Directions :: Everything in the records except the pictures must be copied out exactly.

Data ::
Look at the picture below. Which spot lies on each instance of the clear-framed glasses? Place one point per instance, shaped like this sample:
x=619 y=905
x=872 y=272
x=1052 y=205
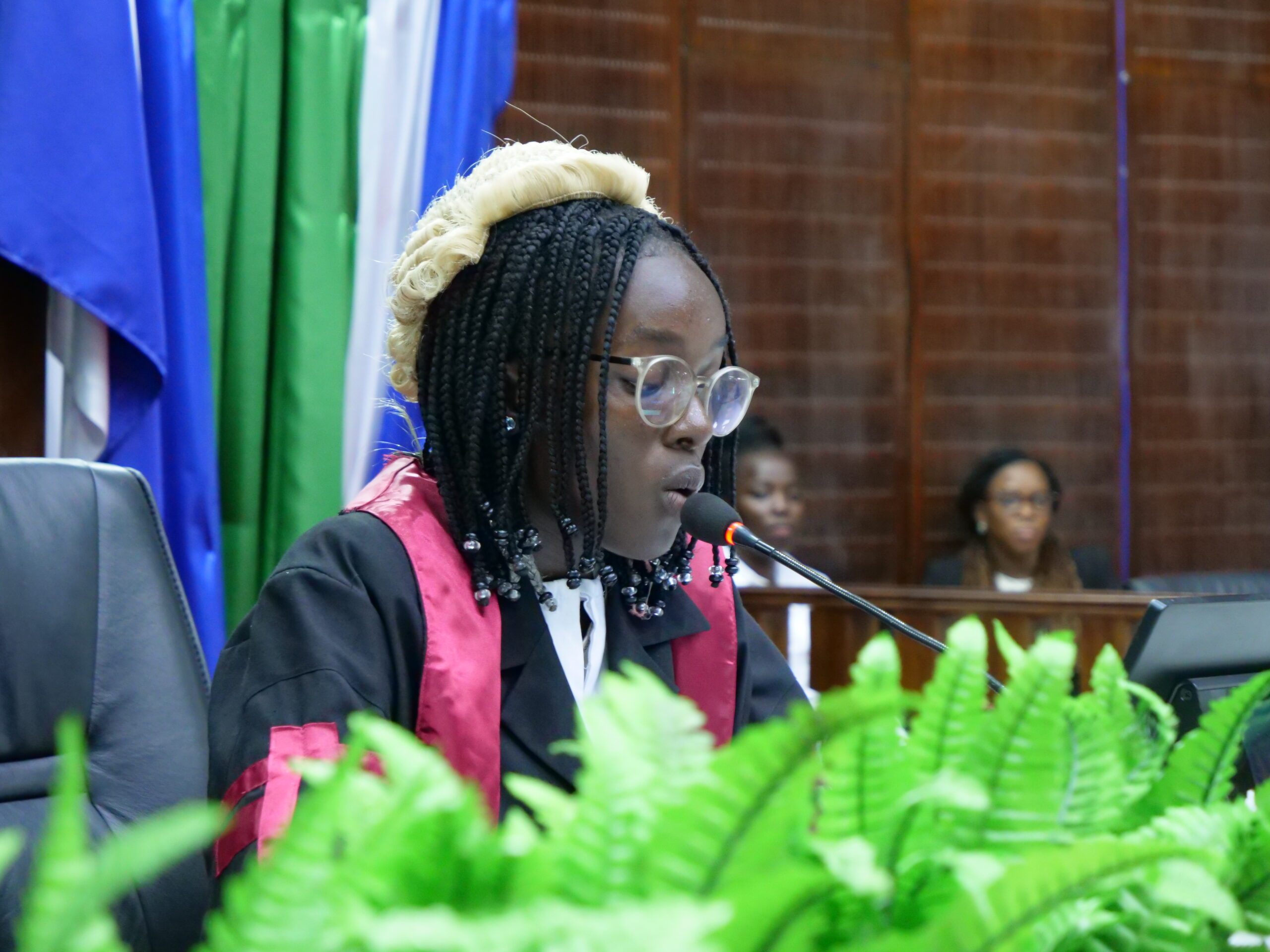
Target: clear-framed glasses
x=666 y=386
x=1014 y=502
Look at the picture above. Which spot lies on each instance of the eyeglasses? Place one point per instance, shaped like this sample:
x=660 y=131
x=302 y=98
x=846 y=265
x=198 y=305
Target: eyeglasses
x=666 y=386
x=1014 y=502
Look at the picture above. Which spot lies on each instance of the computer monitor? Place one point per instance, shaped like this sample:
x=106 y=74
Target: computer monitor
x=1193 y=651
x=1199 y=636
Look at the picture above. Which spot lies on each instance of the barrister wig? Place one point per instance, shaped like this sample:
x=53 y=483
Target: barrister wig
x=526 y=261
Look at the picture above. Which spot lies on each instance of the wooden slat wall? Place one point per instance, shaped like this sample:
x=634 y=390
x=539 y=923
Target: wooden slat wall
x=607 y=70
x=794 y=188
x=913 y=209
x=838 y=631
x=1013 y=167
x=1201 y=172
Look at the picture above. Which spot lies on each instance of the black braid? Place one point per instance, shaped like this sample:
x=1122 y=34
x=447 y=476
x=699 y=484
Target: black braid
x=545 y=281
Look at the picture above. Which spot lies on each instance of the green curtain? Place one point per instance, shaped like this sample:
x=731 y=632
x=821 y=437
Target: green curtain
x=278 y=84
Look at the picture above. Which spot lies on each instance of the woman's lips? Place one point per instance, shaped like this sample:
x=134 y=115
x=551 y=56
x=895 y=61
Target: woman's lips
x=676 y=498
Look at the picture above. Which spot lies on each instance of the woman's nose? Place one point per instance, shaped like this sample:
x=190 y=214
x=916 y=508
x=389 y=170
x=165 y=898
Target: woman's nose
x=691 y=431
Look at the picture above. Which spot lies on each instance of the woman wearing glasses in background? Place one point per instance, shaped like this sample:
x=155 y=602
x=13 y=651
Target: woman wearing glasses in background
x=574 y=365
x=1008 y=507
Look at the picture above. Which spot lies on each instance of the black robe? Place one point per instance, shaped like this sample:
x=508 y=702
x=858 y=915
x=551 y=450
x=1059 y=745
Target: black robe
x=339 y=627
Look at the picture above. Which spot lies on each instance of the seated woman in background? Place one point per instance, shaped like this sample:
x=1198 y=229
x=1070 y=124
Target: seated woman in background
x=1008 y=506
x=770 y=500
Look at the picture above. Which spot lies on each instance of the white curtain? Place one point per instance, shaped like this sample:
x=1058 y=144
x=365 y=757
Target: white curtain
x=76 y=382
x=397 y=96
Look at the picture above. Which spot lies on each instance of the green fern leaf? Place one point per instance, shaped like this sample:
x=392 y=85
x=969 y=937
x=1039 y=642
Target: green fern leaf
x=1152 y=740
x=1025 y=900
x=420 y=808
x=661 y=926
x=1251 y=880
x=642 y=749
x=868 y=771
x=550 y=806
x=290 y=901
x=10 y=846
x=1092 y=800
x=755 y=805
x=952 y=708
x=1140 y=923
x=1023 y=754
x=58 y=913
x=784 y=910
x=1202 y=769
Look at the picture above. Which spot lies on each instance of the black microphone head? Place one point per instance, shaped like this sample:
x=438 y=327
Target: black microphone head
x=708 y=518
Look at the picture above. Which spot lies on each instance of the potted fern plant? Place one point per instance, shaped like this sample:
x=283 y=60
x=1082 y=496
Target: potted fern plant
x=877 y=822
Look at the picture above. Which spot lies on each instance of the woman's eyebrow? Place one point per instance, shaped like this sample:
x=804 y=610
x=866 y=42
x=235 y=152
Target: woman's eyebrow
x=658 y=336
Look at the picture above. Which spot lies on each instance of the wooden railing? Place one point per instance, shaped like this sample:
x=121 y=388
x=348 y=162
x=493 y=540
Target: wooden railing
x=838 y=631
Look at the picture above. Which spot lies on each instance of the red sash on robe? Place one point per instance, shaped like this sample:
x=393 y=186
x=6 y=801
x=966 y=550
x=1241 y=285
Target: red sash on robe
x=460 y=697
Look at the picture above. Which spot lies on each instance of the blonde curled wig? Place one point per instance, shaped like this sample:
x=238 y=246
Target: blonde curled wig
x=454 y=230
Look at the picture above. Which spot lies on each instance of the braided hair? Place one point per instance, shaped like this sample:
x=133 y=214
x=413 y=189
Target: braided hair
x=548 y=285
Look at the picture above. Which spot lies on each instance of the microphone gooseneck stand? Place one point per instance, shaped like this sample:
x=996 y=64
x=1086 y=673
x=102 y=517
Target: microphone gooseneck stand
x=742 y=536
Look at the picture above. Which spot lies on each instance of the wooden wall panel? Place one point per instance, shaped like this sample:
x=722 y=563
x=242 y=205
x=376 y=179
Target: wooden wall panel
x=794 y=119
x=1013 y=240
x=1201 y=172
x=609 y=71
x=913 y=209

Written response ::
Look at the picture below. Which spot lies on each instance of the clear-framed glasses? Place one point per instance, shaped like this sample:
x=619 y=905
x=872 y=272
x=1052 y=205
Target: clear-framed glasses
x=666 y=386
x=1014 y=502
Look at the picture above. Which spot lies on each instance of the eyeglasses? Place one point per instance, shaped like this sample:
x=660 y=131
x=302 y=98
x=846 y=265
x=198 y=305
Target: eyeglasses
x=666 y=386
x=1014 y=502
Look at the picture above. Which spot lies on each instance of the computer monitor? Place one point per instance, shaped like this sample:
x=106 y=74
Target: computer monitor
x=1193 y=651
x=1199 y=636
Look at the picture above. Which spot lies on each instance of the barrister wig? Place one point per instance, shaped like this sample:
x=53 y=483
Target: barrister wig
x=526 y=261
Look at the picture above. Which spot lies on each instance of the wooden slat wall? Place one point per instance, shaped like this sample:
x=634 y=390
x=539 y=923
Target: wooden slat wall
x=607 y=70
x=794 y=188
x=913 y=209
x=838 y=631
x=1013 y=167
x=1201 y=172
Look at the picture above. Which spot lies on each instance of the black braid? Place one point per instance, shaped like this sample:
x=1122 y=34
x=447 y=476
x=699 y=484
Target: black braid
x=545 y=281
Look at the picture above. Which spot lies on each instance of the green curtain? Place one point per instance, shaped like this sample:
x=731 y=632
x=821 y=437
Target: green curtain
x=278 y=84
Look at the picture above. Which spot lies on each instance of the woman's lips? Place one point per instance, shaped like this sample:
x=134 y=115
x=551 y=56
x=895 y=61
Target: woman's lips
x=676 y=498
Look at the picture above. Which spot lies on each instance of the woman's nose? Place one point per instance, shaped like this sample:
x=190 y=214
x=916 y=508
x=389 y=170
x=165 y=898
Target: woman's nose
x=691 y=431
Look at the picture above. Which spot lies on each instance of the woman wearing glasses in background? Place one point per instance, shaped like this sample:
x=155 y=602
x=13 y=651
Target: woman wearing glasses in background
x=574 y=365
x=1008 y=507
Look at the picture above. Which spot lies on each instance of the black robe? Place one point per instance, shaped like this sample:
x=508 y=702
x=858 y=915
x=551 y=450
x=1059 y=745
Target: black robe
x=339 y=627
Look at the picture above. Which spot lies on each instance of the seated woman in background? Place one point per instance, shaped like this sample:
x=1198 y=229
x=1070 y=124
Target: seated woman in background
x=1008 y=506
x=770 y=500
Look at the picture above. Which spot lies on each instance of the white curtain? Place one point per instance, shaped like this sample:
x=1058 y=144
x=365 y=757
Target: white curtain
x=76 y=382
x=397 y=96
Look at the picture above. Which spot lies on each instance of the green fern leaf? Place one point per instance, shaped like this sample:
x=392 y=85
x=969 y=937
x=1039 y=642
Target: green fern leaf
x=1152 y=740
x=1025 y=900
x=420 y=808
x=661 y=926
x=1251 y=880
x=642 y=749
x=868 y=771
x=550 y=806
x=290 y=901
x=10 y=846
x=1092 y=800
x=755 y=805
x=952 y=708
x=1140 y=923
x=1023 y=754
x=58 y=913
x=784 y=910
x=1202 y=769
Look at the picture above. Which spot lies on each instance of the black microphone head? Place one point per instance, shaped like this sample:
x=438 y=327
Target: black microphone head
x=708 y=518
Look at the picture above. Which spot lies on each instance of the potted fern plant? Place one point per instance, shaped like this sample:
x=283 y=60
x=1082 y=496
Target: potted fern plant
x=877 y=822
Look at the picture above. Which spot lies on each instance of the woman's eyebrow? Place one point per instance, shaped like this sample:
x=804 y=610
x=866 y=42
x=235 y=152
Target: woman's eyebrow
x=658 y=336
Look at the picture above. Which spot lies on each instance of the wooden railing? Place one point per instance, shaped like this sample:
x=121 y=388
x=348 y=162
x=493 y=540
Target: wooden railing
x=838 y=631
Look at the picture above. Which spot lies on each instance of the red sash on robe? Place one point per instance, shaped like this sample:
x=393 y=186
x=6 y=801
x=966 y=550
x=1241 y=285
Target: red sash on robe
x=460 y=697
Look at the picture above. Which spot lies on each instance of the blonde curled wig? Place one point per instance, shaped like this sample:
x=238 y=246
Target: blonde curled wig
x=454 y=230
Look at the picture above. Which spot lies on each instance of the braided hair? Place one point per instance, shaped like this sample:
x=133 y=214
x=413 y=189
Target: braided hair
x=548 y=285
Look at the picture above. Which spot lies on each instance of the microphone gooseneck stand? Place one point per instance, shaped like this sample:
x=996 y=64
x=1086 y=673
x=102 y=517
Target: microphone gooseneck stand
x=742 y=536
Look at the picture above. Which spot lies on each instance of the wooden wall panel? Place one point per instance, shaped like this sample:
x=722 y=563
x=242 y=205
x=376 y=179
Target: wooden wall panel
x=794 y=119
x=1013 y=240
x=1201 y=172
x=609 y=71
x=913 y=209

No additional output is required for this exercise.